*** Opening of RECORD SET ***

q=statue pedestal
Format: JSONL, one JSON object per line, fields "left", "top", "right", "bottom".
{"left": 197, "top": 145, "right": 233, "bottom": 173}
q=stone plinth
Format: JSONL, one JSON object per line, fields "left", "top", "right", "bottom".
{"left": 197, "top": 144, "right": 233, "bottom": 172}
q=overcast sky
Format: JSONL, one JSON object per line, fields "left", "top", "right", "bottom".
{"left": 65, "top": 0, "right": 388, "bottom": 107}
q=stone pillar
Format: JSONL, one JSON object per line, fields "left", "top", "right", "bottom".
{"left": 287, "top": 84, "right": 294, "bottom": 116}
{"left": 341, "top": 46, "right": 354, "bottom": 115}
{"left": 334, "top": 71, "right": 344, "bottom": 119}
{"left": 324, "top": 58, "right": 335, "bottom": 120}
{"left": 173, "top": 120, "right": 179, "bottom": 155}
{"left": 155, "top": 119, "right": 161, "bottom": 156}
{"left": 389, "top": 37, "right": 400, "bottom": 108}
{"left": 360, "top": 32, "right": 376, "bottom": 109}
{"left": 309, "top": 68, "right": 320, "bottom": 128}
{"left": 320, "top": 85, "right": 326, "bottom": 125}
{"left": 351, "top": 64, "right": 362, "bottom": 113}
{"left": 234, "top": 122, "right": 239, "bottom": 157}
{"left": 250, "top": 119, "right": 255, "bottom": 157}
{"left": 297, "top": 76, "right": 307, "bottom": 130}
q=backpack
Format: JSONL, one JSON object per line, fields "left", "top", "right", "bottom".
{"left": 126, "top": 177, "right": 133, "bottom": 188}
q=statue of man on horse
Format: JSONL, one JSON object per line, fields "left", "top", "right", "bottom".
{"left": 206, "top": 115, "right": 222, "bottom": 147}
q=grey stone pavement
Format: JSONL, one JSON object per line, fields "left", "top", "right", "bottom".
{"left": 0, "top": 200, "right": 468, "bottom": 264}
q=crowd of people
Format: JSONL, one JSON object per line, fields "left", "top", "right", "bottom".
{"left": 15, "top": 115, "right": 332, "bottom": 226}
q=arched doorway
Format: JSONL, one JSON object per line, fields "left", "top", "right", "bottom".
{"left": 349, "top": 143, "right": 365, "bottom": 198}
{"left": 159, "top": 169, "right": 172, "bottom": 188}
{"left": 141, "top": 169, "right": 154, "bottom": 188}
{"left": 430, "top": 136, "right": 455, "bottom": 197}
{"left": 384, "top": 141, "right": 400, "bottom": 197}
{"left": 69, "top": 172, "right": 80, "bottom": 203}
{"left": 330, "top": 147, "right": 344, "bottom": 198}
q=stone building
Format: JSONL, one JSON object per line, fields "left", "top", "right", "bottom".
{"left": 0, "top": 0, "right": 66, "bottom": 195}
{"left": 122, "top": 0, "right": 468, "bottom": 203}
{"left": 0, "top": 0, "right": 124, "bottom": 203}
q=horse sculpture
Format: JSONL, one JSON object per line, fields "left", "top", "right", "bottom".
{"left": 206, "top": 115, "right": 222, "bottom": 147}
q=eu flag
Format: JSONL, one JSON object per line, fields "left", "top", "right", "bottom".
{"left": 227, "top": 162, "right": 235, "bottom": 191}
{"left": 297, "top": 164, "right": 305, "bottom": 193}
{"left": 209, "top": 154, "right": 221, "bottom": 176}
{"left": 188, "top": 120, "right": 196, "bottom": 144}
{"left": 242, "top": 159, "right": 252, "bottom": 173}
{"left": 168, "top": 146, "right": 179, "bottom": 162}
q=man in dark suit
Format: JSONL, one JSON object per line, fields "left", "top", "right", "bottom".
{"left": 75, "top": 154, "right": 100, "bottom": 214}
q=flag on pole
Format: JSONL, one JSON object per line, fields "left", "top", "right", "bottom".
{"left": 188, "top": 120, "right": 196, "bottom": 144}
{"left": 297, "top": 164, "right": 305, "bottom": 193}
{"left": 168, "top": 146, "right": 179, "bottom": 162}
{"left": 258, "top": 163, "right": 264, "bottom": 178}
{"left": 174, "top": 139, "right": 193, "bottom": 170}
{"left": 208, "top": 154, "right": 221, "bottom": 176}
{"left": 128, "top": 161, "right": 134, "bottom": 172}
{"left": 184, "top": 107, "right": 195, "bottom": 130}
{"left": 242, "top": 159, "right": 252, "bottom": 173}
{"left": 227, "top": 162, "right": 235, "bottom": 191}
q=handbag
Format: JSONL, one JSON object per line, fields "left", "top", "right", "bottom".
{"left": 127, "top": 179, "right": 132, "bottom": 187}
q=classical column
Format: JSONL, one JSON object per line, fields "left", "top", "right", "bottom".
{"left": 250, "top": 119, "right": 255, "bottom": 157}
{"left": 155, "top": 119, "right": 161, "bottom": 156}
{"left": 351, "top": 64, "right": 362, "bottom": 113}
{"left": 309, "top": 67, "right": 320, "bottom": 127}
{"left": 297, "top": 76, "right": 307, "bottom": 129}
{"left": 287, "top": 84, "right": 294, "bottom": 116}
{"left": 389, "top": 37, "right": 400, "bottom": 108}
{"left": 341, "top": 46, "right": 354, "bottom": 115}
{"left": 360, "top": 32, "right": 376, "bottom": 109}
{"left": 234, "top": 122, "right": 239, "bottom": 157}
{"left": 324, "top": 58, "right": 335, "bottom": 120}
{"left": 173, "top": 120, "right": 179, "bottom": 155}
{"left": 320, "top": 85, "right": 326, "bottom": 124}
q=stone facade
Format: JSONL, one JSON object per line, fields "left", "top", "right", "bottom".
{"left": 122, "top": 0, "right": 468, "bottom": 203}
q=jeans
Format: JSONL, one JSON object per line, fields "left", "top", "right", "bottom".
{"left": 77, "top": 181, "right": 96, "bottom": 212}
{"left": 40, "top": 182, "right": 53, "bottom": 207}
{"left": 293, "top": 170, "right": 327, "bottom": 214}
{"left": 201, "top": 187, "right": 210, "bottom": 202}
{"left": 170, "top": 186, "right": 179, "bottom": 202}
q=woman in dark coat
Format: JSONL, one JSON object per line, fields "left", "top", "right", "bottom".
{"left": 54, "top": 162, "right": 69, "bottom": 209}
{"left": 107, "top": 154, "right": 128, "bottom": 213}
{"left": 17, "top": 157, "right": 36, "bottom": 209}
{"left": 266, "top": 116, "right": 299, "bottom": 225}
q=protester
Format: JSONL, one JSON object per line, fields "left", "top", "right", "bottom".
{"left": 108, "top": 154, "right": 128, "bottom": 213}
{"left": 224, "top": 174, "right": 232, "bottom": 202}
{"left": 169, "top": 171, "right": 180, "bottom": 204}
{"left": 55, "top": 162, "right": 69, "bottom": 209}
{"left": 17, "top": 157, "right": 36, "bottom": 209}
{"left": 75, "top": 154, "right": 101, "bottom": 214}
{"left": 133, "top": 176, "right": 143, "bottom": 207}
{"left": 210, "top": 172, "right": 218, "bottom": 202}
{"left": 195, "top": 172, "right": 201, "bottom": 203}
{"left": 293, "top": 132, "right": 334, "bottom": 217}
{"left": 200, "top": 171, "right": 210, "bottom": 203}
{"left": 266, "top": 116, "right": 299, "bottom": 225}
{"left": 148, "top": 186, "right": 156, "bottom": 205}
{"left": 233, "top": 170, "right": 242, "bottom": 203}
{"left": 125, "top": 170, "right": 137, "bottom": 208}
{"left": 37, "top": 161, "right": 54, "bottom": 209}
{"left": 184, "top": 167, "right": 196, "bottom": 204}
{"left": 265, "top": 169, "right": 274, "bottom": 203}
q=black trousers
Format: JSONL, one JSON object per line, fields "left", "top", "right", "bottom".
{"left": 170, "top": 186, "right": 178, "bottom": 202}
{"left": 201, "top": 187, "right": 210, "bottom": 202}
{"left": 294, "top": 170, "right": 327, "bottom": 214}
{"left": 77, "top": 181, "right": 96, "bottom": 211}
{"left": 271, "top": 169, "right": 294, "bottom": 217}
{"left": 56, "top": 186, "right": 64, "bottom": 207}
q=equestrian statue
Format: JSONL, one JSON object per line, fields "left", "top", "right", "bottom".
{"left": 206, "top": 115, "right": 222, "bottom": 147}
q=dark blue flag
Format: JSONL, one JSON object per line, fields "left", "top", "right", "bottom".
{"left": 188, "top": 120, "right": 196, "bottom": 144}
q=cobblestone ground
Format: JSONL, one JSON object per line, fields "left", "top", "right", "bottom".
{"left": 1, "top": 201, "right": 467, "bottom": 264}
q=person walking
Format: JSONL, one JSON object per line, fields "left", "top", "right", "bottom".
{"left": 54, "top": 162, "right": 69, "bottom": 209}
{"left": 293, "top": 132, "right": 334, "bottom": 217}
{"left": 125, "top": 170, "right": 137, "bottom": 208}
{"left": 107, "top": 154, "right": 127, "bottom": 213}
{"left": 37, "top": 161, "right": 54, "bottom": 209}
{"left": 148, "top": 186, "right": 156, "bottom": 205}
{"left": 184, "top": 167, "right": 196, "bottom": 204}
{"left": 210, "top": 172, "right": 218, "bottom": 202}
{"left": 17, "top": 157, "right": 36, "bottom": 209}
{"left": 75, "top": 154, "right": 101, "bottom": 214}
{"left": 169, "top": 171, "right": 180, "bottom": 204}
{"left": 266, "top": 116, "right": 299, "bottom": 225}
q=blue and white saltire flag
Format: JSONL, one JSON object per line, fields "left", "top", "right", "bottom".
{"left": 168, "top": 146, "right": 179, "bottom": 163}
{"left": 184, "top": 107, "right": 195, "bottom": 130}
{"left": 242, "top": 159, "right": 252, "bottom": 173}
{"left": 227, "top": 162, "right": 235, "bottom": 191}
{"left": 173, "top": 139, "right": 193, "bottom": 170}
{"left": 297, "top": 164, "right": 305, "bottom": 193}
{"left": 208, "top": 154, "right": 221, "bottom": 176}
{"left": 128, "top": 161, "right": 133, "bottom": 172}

*** Close of RECORD SET ***

THE TASK:
The answer must be every line from the records above that contains the word "flag", copied out.

YOUR SOLUTION:
q=eu flag
q=flag on pole
q=dark blue flag
q=blue and white saltire flag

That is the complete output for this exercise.